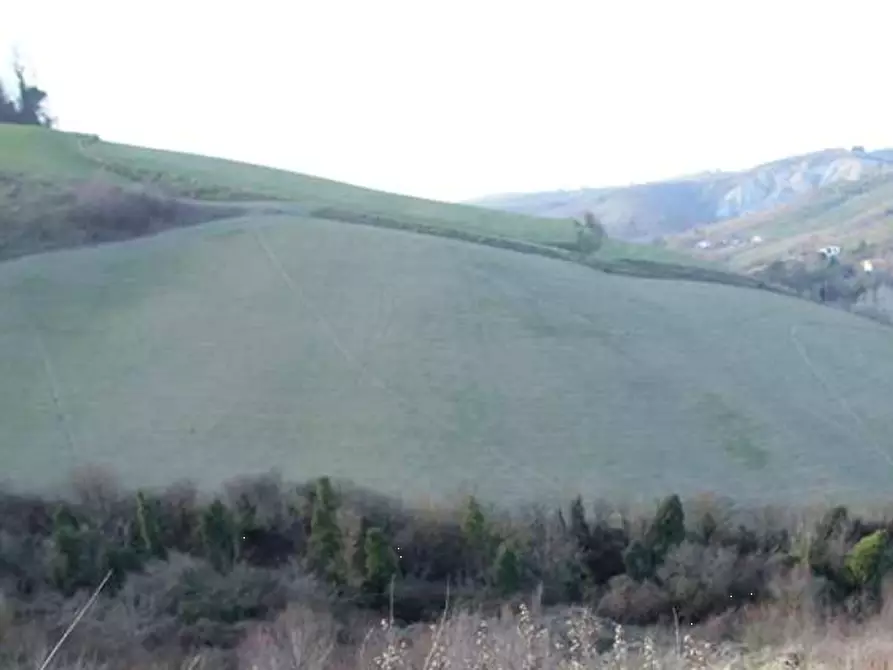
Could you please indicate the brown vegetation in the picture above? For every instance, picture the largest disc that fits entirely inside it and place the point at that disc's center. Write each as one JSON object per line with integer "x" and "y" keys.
{"x": 38, "y": 216}
{"x": 195, "y": 574}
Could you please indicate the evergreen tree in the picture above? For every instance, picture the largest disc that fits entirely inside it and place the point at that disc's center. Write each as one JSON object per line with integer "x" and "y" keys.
{"x": 507, "y": 570}
{"x": 381, "y": 562}
{"x": 667, "y": 530}
{"x": 358, "y": 552}
{"x": 325, "y": 551}
{"x": 579, "y": 528}
{"x": 149, "y": 528}
{"x": 217, "y": 532}
{"x": 477, "y": 536}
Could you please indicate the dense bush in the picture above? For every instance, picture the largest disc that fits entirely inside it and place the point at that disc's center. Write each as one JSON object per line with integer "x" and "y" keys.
{"x": 195, "y": 569}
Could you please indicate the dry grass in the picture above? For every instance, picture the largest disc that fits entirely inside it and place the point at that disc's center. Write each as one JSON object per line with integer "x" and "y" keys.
{"x": 521, "y": 640}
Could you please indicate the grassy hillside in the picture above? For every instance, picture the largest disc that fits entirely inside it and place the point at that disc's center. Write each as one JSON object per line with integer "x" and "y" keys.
{"x": 417, "y": 365}
{"x": 845, "y": 215}
{"x": 40, "y": 169}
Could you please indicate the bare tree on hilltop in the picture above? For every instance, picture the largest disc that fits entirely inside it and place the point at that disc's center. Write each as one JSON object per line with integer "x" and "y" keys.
{"x": 26, "y": 104}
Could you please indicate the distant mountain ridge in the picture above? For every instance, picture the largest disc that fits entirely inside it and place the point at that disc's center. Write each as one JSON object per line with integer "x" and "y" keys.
{"x": 643, "y": 212}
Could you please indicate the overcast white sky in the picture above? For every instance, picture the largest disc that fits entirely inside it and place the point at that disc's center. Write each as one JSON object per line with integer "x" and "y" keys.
{"x": 463, "y": 98}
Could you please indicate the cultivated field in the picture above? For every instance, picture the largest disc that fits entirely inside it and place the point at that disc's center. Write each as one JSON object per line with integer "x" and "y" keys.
{"x": 44, "y": 166}
{"x": 418, "y": 365}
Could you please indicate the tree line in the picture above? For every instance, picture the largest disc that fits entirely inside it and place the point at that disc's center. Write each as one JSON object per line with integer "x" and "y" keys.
{"x": 232, "y": 557}
{"x": 24, "y": 104}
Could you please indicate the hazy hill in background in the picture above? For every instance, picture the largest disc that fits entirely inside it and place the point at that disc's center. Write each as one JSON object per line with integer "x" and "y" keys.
{"x": 644, "y": 212}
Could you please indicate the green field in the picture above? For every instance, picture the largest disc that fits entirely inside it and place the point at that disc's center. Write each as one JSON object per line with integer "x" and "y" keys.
{"x": 418, "y": 365}
{"x": 414, "y": 364}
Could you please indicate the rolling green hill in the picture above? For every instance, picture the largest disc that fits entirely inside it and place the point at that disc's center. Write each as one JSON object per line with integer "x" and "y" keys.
{"x": 283, "y": 335}
{"x": 418, "y": 365}
{"x": 44, "y": 167}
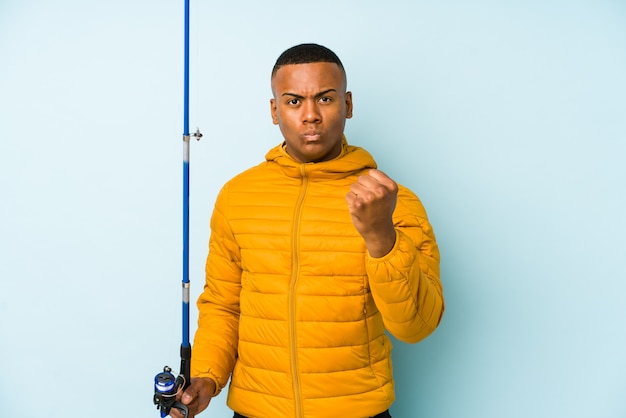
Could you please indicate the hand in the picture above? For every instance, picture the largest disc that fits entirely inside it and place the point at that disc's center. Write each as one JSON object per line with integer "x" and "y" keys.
{"x": 371, "y": 202}
{"x": 197, "y": 397}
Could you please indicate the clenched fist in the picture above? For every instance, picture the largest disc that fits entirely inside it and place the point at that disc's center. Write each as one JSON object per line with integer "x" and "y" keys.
{"x": 371, "y": 202}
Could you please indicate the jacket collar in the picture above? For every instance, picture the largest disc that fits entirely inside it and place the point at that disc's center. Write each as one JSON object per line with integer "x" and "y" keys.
{"x": 350, "y": 161}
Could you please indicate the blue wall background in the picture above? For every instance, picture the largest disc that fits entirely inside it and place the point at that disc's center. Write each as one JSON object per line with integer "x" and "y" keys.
{"x": 507, "y": 118}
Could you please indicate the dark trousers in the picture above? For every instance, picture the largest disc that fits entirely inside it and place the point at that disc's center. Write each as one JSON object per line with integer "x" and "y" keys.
{"x": 381, "y": 415}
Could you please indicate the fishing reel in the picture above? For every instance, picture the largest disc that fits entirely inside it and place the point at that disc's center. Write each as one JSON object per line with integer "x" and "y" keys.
{"x": 166, "y": 387}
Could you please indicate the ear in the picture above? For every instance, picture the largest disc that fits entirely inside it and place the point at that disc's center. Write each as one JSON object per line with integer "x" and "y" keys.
{"x": 348, "y": 104}
{"x": 273, "y": 111}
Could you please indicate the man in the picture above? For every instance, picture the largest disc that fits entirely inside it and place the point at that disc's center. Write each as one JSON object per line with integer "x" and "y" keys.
{"x": 312, "y": 255}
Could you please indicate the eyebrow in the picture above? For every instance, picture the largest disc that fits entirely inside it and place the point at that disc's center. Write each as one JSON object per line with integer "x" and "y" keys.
{"x": 298, "y": 96}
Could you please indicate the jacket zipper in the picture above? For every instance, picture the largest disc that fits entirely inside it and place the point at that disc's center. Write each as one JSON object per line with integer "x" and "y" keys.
{"x": 292, "y": 294}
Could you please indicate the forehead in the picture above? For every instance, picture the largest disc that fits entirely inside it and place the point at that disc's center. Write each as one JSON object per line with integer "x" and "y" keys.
{"x": 315, "y": 76}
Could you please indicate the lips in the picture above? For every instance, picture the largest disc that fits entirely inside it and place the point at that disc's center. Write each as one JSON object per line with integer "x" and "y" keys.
{"x": 312, "y": 136}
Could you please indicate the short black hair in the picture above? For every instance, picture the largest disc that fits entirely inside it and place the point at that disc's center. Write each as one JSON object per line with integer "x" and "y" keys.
{"x": 306, "y": 54}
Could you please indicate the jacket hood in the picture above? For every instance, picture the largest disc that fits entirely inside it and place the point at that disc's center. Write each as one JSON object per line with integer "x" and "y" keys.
{"x": 350, "y": 161}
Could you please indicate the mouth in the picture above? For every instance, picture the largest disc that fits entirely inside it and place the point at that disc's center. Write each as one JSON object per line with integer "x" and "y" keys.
{"x": 313, "y": 136}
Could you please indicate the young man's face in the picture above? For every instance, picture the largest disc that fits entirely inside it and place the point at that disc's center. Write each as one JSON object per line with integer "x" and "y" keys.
{"x": 310, "y": 106}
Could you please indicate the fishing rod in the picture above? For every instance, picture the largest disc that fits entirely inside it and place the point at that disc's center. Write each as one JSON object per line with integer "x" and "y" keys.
{"x": 166, "y": 386}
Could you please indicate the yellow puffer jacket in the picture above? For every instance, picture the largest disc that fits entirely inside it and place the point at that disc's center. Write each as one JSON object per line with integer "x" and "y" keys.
{"x": 293, "y": 305}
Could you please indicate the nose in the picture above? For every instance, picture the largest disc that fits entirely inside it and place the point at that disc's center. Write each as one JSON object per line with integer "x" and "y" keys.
{"x": 310, "y": 112}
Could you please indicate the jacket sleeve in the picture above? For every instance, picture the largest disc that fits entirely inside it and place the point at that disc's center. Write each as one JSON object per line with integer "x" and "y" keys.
{"x": 215, "y": 343}
{"x": 405, "y": 283}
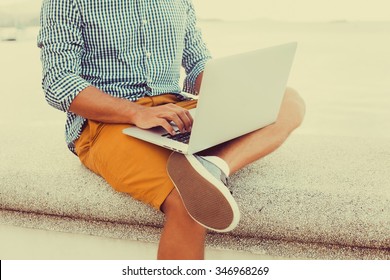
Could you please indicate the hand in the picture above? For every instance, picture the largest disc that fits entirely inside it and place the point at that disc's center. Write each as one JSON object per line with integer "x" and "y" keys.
{"x": 148, "y": 117}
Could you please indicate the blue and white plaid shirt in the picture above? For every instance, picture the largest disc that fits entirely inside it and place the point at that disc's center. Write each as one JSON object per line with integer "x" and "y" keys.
{"x": 127, "y": 48}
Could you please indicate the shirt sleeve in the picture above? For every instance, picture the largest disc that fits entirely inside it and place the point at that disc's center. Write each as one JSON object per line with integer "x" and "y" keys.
{"x": 196, "y": 53}
{"x": 61, "y": 43}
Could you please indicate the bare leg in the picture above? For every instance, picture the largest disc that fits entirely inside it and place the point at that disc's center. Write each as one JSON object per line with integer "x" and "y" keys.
{"x": 242, "y": 151}
{"x": 182, "y": 238}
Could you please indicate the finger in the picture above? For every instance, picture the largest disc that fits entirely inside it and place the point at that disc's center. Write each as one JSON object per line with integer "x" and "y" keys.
{"x": 186, "y": 119}
{"x": 167, "y": 126}
{"x": 184, "y": 115}
{"x": 177, "y": 120}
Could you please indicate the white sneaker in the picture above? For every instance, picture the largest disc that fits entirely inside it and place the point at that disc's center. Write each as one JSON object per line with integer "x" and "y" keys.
{"x": 203, "y": 189}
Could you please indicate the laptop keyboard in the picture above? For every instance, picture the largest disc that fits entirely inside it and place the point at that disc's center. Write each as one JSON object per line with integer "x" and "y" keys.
{"x": 180, "y": 137}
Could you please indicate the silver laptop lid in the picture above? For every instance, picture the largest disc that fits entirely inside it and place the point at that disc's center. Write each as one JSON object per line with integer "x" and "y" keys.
{"x": 254, "y": 81}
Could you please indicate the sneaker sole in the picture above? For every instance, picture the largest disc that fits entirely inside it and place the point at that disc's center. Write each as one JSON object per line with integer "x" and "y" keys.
{"x": 207, "y": 200}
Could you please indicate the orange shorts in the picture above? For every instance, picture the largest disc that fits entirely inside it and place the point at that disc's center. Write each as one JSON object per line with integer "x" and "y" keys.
{"x": 129, "y": 165}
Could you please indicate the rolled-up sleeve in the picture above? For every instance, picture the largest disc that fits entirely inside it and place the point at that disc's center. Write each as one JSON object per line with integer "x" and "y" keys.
{"x": 196, "y": 53}
{"x": 61, "y": 42}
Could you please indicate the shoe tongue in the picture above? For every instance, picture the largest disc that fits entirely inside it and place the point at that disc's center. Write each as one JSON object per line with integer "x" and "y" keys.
{"x": 213, "y": 169}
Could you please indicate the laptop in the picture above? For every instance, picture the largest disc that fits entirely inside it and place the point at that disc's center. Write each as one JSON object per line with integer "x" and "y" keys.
{"x": 239, "y": 94}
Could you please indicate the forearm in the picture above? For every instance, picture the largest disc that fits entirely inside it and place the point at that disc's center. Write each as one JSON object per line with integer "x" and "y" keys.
{"x": 93, "y": 104}
{"x": 198, "y": 83}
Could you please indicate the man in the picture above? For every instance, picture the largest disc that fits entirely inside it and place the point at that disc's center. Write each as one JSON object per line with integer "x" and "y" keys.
{"x": 112, "y": 63}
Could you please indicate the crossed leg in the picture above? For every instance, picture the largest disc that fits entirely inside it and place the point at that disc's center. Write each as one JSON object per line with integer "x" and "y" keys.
{"x": 248, "y": 148}
{"x": 182, "y": 237}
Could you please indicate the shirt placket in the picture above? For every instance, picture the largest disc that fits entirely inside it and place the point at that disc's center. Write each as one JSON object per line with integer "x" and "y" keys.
{"x": 146, "y": 49}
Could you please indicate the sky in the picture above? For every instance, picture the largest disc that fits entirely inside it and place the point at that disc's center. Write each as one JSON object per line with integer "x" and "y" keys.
{"x": 296, "y": 10}
{"x": 290, "y": 10}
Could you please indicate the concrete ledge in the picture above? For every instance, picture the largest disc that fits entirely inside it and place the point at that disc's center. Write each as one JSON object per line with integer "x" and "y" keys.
{"x": 316, "y": 197}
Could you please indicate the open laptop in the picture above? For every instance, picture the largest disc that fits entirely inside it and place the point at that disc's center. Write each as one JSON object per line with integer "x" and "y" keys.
{"x": 239, "y": 94}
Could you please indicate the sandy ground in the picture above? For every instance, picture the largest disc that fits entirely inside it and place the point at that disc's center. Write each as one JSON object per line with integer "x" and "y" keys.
{"x": 341, "y": 69}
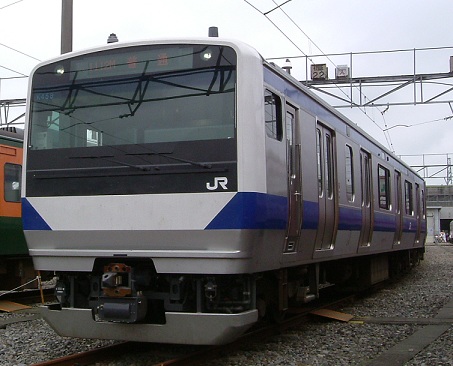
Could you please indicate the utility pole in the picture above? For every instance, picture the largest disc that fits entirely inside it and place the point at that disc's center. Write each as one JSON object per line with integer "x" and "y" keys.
{"x": 66, "y": 26}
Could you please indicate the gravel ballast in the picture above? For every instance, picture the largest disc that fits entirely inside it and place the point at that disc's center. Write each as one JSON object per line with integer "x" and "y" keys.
{"x": 418, "y": 295}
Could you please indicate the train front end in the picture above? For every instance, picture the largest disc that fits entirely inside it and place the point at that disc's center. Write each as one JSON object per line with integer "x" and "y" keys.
{"x": 133, "y": 193}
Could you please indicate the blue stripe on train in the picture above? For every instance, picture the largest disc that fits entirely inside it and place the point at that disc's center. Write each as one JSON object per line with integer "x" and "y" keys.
{"x": 31, "y": 219}
{"x": 251, "y": 210}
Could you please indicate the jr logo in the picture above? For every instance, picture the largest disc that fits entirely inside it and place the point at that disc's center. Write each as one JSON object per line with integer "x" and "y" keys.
{"x": 218, "y": 181}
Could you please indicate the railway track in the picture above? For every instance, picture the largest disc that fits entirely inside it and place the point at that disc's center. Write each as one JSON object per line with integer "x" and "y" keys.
{"x": 193, "y": 355}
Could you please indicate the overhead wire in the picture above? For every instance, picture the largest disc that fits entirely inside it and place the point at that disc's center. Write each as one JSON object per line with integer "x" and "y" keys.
{"x": 310, "y": 40}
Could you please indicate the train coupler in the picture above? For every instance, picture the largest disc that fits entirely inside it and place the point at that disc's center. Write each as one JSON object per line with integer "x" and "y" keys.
{"x": 124, "y": 310}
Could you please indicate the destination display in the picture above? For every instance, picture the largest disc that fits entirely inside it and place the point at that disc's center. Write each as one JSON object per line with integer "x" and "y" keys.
{"x": 131, "y": 63}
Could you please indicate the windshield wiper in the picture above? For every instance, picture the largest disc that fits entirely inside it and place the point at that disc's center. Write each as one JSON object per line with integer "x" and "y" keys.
{"x": 108, "y": 158}
{"x": 166, "y": 155}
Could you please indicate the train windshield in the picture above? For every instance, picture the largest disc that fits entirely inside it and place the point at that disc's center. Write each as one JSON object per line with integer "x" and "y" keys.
{"x": 135, "y": 96}
{"x": 152, "y": 109}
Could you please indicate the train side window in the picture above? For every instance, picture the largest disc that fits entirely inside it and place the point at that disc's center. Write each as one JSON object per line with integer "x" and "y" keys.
{"x": 384, "y": 187}
{"x": 319, "y": 163}
{"x": 423, "y": 205}
{"x": 12, "y": 182}
{"x": 408, "y": 197}
{"x": 273, "y": 115}
{"x": 349, "y": 174}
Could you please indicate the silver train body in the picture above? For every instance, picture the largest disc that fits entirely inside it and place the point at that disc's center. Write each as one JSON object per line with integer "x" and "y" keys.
{"x": 185, "y": 192}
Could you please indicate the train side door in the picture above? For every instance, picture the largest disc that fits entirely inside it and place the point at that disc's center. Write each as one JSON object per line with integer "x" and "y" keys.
{"x": 418, "y": 212}
{"x": 294, "y": 179}
{"x": 367, "y": 201}
{"x": 325, "y": 237}
{"x": 398, "y": 209}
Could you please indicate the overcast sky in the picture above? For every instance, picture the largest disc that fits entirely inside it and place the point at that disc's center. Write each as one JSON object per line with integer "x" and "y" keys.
{"x": 310, "y": 27}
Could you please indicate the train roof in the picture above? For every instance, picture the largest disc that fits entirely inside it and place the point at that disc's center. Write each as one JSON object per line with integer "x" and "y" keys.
{"x": 248, "y": 49}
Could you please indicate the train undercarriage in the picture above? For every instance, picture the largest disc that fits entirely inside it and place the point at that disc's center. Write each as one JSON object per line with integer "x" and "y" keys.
{"x": 130, "y": 291}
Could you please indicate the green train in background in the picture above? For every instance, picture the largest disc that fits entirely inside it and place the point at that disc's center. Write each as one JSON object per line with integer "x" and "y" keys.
{"x": 16, "y": 266}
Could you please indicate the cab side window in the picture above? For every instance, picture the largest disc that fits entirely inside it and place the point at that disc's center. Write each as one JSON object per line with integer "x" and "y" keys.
{"x": 273, "y": 115}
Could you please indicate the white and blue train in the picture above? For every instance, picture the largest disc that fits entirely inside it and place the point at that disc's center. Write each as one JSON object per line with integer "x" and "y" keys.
{"x": 182, "y": 189}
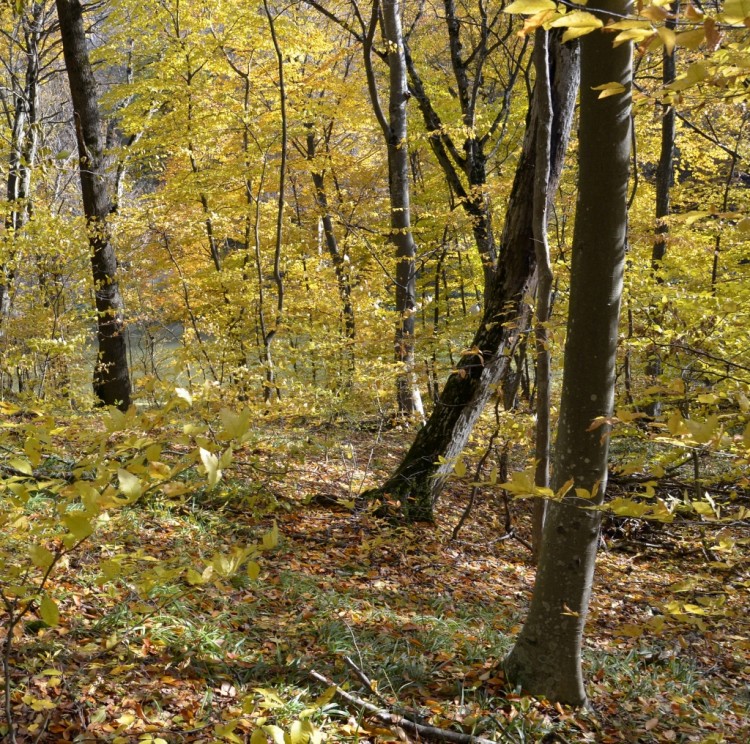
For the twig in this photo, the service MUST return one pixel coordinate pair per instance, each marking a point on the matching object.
(385, 716)
(364, 679)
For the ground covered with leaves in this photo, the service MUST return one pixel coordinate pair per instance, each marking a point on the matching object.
(152, 644)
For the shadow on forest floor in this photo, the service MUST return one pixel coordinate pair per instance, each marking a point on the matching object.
(429, 619)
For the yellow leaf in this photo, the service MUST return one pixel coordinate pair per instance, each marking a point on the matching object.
(460, 468)
(49, 611)
(271, 538)
(275, 733)
(22, 465)
(577, 23)
(78, 524)
(735, 11)
(185, 395)
(654, 13)
(211, 464)
(669, 38)
(130, 485)
(691, 39)
(258, 737)
(529, 7)
(607, 90)
(41, 557)
(235, 425)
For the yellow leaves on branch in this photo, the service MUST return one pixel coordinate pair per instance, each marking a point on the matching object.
(645, 29)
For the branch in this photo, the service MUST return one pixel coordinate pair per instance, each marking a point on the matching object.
(417, 729)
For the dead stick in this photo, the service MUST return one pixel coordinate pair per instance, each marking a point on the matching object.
(385, 716)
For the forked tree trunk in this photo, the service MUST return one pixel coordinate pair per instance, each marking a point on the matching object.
(422, 473)
(546, 659)
(111, 376)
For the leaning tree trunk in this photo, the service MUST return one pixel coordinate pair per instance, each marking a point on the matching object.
(546, 659)
(422, 473)
(111, 376)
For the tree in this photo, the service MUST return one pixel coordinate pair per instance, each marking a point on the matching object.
(394, 128)
(422, 473)
(111, 375)
(546, 659)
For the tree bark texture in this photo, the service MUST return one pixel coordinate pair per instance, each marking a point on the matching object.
(23, 148)
(546, 659)
(664, 179)
(544, 282)
(419, 478)
(337, 257)
(407, 392)
(111, 375)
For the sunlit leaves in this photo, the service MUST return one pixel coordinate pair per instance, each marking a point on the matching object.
(578, 23)
(48, 611)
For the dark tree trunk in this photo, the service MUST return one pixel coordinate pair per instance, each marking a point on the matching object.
(546, 659)
(23, 147)
(421, 475)
(407, 391)
(111, 376)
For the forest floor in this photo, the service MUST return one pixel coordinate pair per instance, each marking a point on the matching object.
(427, 618)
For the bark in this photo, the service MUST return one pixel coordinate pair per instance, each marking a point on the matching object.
(111, 376)
(544, 284)
(407, 391)
(394, 129)
(23, 147)
(664, 179)
(338, 258)
(546, 659)
(422, 473)
(270, 334)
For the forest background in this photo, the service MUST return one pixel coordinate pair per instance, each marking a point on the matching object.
(313, 227)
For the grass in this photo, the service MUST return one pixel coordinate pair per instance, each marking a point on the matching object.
(428, 619)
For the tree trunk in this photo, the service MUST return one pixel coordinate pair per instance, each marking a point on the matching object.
(337, 257)
(422, 473)
(546, 659)
(544, 283)
(664, 178)
(23, 148)
(407, 392)
(111, 376)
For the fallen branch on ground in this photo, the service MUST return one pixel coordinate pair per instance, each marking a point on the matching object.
(385, 716)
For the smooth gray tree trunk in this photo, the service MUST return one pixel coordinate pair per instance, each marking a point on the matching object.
(111, 375)
(546, 659)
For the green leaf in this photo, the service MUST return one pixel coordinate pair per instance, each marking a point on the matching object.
(271, 538)
(41, 557)
(49, 611)
(236, 425)
(300, 732)
(275, 733)
(130, 485)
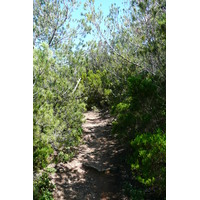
━━━━━━━━━━━━━━━━━━━━
**Task:**
The answer must be an exact copy of the lines from the one that holds "For the grass" through the end of the data, both included, with no pictures.

**Reply:**
For the grass in this photo, the service MUST return one pixel coordinate pair per instance, each marking a point on the matching object.
(428, 619)
For the tree trunk in this photo, the service MUST return one pixel coordinate pair per instance, each marking a point on the matching object.
(337, 257)
(422, 473)
(546, 659)
(544, 283)
(664, 178)
(23, 148)
(407, 392)
(111, 376)
For the fallen branch on ground in this photo, the service MUST return one pixel coordinate pair per instance, each marking a point on the matching object.
(385, 716)
For the smooth gray tree trunk in this photo, the service MUST return one pixel coordinate pair per instance, each marking a point on the matching object.
(111, 375)
(546, 659)
For the green leaf in this photo, the service MUST return one pixel coordinate pair per instance, each marking a point on the matching object.
(271, 538)
(41, 557)
(49, 611)
(236, 425)
(300, 732)
(275, 733)
(130, 485)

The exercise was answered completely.